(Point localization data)
################

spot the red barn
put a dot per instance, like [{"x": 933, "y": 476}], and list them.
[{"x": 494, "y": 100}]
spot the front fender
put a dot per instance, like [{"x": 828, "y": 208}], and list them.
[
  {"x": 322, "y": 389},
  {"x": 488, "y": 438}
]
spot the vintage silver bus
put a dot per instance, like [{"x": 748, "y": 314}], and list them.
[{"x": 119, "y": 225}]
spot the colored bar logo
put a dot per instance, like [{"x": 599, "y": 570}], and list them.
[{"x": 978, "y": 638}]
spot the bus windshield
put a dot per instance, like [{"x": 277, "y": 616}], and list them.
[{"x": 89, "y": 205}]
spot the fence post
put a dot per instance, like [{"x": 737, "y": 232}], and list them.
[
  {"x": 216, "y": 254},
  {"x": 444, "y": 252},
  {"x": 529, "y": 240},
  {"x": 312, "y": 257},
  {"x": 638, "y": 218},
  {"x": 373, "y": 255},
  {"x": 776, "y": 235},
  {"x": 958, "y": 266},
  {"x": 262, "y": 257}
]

################

### What you are asked to do
Only the lines above starting at the line that holds "spot the colored bar logo" and ending at the line that holds "spot the fence post" are to be repeated, exactly and in full.

### Response area
spot the colored bar logo
put a dot per instance, like [{"x": 599, "y": 570}], and list them.
[{"x": 978, "y": 638}]
spot the bus windshield
put a dot per instance, like [{"x": 277, "y": 616}], and list them.
[{"x": 89, "y": 205}]
spot the fence post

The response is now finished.